>> Begin Source extract
The property prop_zpool_fail_mode controls the failmode on a cluster-wide basis. If it is necessary to have a pool use a different failmode, then a new property can be created with the format prop_zpool_fail_mode_<pool> (note that this is a pool name, not a service name; if a service contains more than one pool, then a separate property can be declared for each pool).

To modify the cluster wide failmode property to wait run:

rsfcdb update prop_zpool_fail_mode wait

To add a new property (in this case continue) specifically for the pool tank, run:

rsfcdb create prop_zpool_fail_mode_tank continue

Possible values for the global and individual pool setting are wait, continue, panic and none. A value of none means RSF will not set the failmode of pools on import, so they will retain the failmode setting they already had.

Possible values for the pool specific settings are wait, continue, panic, none and default. A value of default effectively disables the setting and causes that pool to use the global value prop_zpool_fail_mode. A value of none causes RSF not to set the failmode of this pool at all.

For example, if there are 5 pools in a cluster, pool1, pool2, pool3, pool4 and pool5, the properties:

prop_zpool_fail_mode       : panic
prop_zpool_fail_mode_pool1 : wait
prop_zpool_fail_mode_pool2 : default
prop_zpool_fail_mode_pool3 : none
prop_zpool_fail_mode_pool4 : continue

mean that the following failmodes are applied:

pool1 - wait
pool2 - panic
pool3 - no failmode setting used (keeps its original setting)
>> End Source extract
_Set exercise a_
Filter the rows below and copy each line that contains the string "chandelier". Case counts.
>> Begin Records for this task
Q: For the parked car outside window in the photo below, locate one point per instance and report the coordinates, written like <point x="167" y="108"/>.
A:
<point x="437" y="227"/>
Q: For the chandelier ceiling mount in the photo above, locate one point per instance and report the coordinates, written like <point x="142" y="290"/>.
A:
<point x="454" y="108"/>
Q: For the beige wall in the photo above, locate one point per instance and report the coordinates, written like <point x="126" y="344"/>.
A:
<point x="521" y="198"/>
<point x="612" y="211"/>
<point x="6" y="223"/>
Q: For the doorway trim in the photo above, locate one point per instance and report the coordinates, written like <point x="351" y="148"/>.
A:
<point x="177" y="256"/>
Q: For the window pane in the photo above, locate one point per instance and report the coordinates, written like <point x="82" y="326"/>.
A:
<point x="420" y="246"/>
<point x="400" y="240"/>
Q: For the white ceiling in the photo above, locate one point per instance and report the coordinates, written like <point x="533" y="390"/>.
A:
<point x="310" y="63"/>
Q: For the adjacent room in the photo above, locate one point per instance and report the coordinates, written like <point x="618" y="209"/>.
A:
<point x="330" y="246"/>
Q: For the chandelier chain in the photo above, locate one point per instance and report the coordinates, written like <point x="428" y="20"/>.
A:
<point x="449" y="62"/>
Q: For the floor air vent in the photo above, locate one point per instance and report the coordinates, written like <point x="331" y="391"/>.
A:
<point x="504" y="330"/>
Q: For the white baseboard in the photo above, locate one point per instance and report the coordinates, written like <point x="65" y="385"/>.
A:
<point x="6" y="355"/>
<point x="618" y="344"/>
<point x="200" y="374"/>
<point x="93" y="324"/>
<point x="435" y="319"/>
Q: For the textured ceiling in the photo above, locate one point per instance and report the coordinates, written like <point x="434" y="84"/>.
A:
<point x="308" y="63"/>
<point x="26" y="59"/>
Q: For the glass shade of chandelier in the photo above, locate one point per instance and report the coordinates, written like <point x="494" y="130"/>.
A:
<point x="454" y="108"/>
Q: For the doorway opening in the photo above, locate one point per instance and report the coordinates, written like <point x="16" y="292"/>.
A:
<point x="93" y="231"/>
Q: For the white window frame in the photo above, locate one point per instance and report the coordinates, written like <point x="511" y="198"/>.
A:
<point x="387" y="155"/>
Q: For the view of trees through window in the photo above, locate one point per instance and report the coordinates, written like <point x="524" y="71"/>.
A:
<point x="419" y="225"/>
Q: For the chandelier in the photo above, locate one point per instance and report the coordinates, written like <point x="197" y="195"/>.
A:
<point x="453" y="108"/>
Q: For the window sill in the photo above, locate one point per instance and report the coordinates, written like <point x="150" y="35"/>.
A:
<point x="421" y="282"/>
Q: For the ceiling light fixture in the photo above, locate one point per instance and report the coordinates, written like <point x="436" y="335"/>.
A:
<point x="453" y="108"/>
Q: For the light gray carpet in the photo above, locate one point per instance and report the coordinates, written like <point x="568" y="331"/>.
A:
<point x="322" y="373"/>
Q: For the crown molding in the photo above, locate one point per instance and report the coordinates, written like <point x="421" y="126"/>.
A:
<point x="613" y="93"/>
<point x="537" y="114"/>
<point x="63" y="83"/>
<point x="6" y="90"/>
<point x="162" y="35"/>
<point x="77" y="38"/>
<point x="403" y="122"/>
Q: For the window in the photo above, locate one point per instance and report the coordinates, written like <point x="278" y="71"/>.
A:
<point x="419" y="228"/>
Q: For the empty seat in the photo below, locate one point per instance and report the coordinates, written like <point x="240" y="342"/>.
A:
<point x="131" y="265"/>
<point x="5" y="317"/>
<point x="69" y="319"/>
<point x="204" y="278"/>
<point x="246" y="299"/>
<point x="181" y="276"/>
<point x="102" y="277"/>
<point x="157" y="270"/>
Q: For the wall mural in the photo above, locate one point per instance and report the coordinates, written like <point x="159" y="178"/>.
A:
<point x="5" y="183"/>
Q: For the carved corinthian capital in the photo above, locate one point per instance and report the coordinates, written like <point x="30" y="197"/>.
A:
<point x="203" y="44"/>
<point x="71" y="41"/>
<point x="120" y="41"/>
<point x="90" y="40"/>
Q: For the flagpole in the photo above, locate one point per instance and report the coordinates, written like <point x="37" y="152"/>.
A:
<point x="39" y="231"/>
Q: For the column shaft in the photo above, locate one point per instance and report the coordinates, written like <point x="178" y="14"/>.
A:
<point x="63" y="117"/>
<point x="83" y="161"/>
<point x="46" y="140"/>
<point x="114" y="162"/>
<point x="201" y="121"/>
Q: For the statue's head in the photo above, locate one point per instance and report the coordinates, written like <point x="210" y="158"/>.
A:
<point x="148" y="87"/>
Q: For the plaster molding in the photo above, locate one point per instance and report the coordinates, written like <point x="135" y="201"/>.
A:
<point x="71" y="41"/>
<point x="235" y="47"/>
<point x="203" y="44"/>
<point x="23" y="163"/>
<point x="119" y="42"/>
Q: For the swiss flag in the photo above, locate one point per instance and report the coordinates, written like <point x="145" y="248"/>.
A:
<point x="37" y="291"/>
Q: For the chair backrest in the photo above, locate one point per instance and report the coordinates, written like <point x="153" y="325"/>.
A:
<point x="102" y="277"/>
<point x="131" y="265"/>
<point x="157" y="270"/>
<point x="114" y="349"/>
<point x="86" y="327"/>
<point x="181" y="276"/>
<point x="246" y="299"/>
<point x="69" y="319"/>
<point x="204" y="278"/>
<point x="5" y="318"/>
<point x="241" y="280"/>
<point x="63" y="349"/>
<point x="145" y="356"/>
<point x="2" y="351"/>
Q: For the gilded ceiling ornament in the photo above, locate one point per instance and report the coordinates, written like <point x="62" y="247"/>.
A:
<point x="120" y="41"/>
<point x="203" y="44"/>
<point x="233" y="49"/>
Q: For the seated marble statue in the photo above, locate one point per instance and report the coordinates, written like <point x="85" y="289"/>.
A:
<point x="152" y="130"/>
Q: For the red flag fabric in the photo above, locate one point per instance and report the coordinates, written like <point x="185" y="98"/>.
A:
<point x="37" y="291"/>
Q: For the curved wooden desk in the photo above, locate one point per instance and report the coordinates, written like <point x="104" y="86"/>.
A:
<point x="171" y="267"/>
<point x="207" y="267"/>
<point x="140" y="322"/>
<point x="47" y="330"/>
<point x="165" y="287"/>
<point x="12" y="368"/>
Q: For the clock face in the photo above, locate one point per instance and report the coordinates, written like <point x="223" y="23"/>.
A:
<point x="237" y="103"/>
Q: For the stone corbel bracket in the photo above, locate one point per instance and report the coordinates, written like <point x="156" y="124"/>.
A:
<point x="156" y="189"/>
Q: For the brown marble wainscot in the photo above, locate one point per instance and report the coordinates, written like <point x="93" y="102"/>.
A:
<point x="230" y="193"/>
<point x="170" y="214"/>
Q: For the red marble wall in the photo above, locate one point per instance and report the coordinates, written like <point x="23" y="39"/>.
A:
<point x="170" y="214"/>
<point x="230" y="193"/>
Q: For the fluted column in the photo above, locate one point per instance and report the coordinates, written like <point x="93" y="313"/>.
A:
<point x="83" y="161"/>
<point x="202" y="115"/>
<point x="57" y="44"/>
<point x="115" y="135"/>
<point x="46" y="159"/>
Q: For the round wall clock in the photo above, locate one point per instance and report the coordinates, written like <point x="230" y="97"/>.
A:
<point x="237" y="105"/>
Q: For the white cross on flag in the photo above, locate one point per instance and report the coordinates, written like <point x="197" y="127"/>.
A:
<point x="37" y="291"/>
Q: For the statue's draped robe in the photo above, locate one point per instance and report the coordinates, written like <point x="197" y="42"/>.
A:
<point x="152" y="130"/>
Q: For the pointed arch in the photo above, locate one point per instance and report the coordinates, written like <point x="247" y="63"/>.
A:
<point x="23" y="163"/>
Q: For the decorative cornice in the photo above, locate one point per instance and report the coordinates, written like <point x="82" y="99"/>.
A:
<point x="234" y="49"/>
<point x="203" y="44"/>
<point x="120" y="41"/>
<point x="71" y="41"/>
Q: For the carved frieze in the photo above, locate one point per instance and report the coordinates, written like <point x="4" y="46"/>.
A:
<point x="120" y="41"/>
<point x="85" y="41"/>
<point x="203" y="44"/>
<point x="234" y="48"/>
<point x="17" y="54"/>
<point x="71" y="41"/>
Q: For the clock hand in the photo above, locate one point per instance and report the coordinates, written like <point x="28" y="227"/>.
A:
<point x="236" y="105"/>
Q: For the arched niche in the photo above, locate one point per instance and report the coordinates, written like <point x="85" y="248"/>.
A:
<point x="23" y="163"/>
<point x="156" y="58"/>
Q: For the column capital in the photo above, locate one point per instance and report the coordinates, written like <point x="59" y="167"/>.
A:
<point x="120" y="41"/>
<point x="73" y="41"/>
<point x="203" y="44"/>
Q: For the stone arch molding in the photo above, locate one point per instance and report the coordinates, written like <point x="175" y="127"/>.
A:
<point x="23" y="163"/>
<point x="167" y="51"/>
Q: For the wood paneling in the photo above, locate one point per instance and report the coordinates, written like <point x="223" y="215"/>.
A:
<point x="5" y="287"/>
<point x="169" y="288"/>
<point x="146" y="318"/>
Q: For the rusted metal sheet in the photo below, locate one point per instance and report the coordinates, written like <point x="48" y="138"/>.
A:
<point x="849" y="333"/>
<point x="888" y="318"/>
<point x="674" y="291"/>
>> End Records for this task
_Set exercise b_
Retype the passage on pool failmode settings above, starting at "rsfcdb create prop_zpool_fail_mode_tank" and ending at "pool at all.".

_Correct answer a_
Q: For the chandelier ceiling mount in the photo above, locate one point per instance and report the coordinates, written like <point x="142" y="290"/>.
Q: For the chandelier chain in the photo above, locate one point per instance and report the coordinates, written like <point x="428" y="20"/>.
Q: For the glass shade of chandelier in the photo above, locate one point per instance and report the coordinates, written like <point x="494" y="130"/>.
Q: For the chandelier in the photo above, locate one point per instance and report the coordinates, written like <point x="197" y="195"/>.

_Correct answer b_
rsfcdb create prop_zpool_fail_mode_tank continue

Possible values for the global and individual pool setting are wait, continue, panic and none. A value of none means RSF will not set the failmode of pools on import, so they will retain the failmode setting they already had.

Possible values for the pool specific settings are wait, continue, panic, none and default. A value of default effectively disables the setting and causes that pool to use the global value prop_zpool_fail_mode. A value of none causes RSF not to set the failmode of this pool at all.